Problem details
Give the lines of data between the line containing "Task: point to every instance of the grass" and the line containing "[[716, 296]]", both included, as a JSON list of strings with one string per line and blank lines left out.

Data lines

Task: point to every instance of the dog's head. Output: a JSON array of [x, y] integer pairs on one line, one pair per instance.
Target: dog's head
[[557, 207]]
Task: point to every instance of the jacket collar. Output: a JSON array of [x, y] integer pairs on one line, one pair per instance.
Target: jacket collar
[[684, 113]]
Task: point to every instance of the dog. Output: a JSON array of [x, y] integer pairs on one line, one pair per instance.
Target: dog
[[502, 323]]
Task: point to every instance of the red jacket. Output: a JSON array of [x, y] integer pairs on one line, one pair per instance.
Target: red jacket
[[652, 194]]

...

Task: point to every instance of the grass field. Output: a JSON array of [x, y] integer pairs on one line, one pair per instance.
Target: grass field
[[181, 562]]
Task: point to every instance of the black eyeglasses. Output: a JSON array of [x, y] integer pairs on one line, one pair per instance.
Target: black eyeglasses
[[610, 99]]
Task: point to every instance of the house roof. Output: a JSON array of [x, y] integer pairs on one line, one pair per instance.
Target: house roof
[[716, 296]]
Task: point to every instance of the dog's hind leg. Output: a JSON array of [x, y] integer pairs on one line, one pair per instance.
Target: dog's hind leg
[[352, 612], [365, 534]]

---

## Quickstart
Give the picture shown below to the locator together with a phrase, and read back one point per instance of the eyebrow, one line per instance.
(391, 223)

Solution to the problem
[
  "Task: point to every instance of the grass field. Output: a JSON array of [x, y] integer pairs on one line, one pair per instance.",
  "Target: grass field",
  "[[181, 562]]",
  "Task: point to every instance of the black eyeglasses. Output: a JSON array of [x, y] integer pairs on one line, one pair per instance.",
  "Target: black eyeglasses",
  "[[610, 99]]",
  "Task: point to every instance of the house roof. Output: a JSON array of [x, y] integer pairs on one line, one pair per instance.",
  "Target: house roof",
  "[[716, 296]]"
]